§ **Aufgabe**:
Bearbeiten Sie die folgenden Einträge, indem Sie jedes „thickest“ durch „widest“ ersetzen und alles Übrige unverändert lassen. Lassen Sie die Bilder in Ihrer Antwort weg.

§ **Bereitgestelltes Material**:
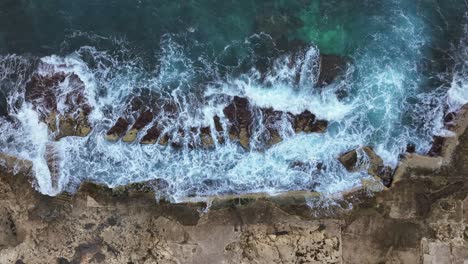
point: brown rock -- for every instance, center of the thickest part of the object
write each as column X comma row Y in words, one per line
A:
column 376, row 167
column 206, row 138
column 152, row 135
column 117, row 130
column 144, row 119
column 240, row 118
column 219, row 129
column 164, row 140
column 306, row 122
column 437, row 146
column 271, row 119
column 43, row 90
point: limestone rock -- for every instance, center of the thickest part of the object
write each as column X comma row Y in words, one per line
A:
column 60, row 100
column 117, row 130
column 240, row 118
column 359, row 159
column 143, row 120
column 152, row 135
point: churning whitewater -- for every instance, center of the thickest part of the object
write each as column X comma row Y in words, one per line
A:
column 392, row 90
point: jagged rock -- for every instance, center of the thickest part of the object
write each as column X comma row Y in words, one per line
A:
column 352, row 162
column 178, row 138
column 164, row 140
column 143, row 120
column 306, row 122
column 53, row 163
column 117, row 130
column 45, row 91
column 152, row 135
column 330, row 67
column 207, row 140
column 271, row 119
column 410, row 148
column 219, row 129
column 240, row 118
column 437, row 146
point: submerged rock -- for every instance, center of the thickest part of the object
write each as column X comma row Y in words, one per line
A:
column 207, row 140
column 437, row 146
column 240, row 118
column 271, row 121
column 143, row 120
column 152, row 135
column 354, row 161
column 330, row 67
column 307, row 122
column 219, row 129
column 118, row 130
column 59, row 99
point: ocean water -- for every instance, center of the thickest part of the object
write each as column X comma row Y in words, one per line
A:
column 406, row 68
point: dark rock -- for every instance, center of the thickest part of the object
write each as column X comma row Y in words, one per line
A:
column 118, row 130
column 152, row 135
column 330, row 67
column 437, row 146
column 206, row 138
column 164, row 140
column 143, row 120
column 302, row 121
column 350, row 161
column 271, row 119
column 410, row 148
column 178, row 138
column 240, row 118
column 43, row 91
column 219, row 129
column 306, row 122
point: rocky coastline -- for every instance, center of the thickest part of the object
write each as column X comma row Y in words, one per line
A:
column 421, row 218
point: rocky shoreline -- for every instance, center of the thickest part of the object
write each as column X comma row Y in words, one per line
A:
column 421, row 218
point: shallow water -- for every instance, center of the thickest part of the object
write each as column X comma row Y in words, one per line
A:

§ **Richtige Antwort**:
point: brown rock -- for every instance, center of the widest part of the object
write each as column X comma row Y in words, one per line
A:
column 376, row 167
column 206, row 138
column 152, row 135
column 117, row 130
column 144, row 119
column 240, row 118
column 219, row 129
column 164, row 140
column 306, row 122
column 437, row 146
column 271, row 119
column 43, row 90
point: limestone rock -- for every instance, center of the widest part of the object
write each as column X comma row Y in words, one per line
A:
column 60, row 100
column 117, row 130
column 240, row 118
column 359, row 159
column 143, row 120
column 152, row 135
point: churning whitewater -- for every instance, center of the widest part of the object
write each as column X comma row Y in words, one per line
A:
column 392, row 90
point: jagged rock -- for every instance, center of the widest part of the object
write each as column X comma row Y in words, one per line
A:
column 352, row 162
column 178, row 138
column 164, row 140
column 143, row 120
column 306, row 122
column 53, row 163
column 117, row 130
column 45, row 91
column 152, row 135
column 330, row 67
column 207, row 140
column 271, row 119
column 410, row 148
column 219, row 129
column 240, row 118
column 437, row 146
point: submerged rock -- for every instance, center of the widest part of the object
write each as column X comma row Y in words, one per line
A:
column 207, row 140
column 437, row 146
column 240, row 118
column 271, row 121
column 143, row 120
column 152, row 135
column 354, row 161
column 330, row 67
column 307, row 122
column 219, row 129
column 118, row 130
column 59, row 99
point: ocean water -- for every instance, center of the widest part of the object
write each as column X comma row Y in words, one per line
A:
column 406, row 68
point: dark rock -- for every instance, center of the widest part of the object
write each as column X comma row Y in words, one per line
A:
column 118, row 130
column 152, row 135
column 330, row 67
column 437, row 146
column 206, row 138
column 164, row 140
column 143, row 120
column 302, row 121
column 350, row 161
column 271, row 119
column 410, row 148
column 178, row 138
column 240, row 118
column 43, row 91
column 219, row 129
column 306, row 122
point: rocky coastline -- for every instance, center of the widest part of the object
write each as column X comma row Y in words, one per line
A:
column 421, row 218
point: rocky shoreline -- for every instance, center of the widest part of the object
write each as column X comma row Y in words, one per line
A:
column 421, row 218
point: shallow water -- for every instance, center of the widest part of the object
write each as column X comma row Y in words, one per line
A:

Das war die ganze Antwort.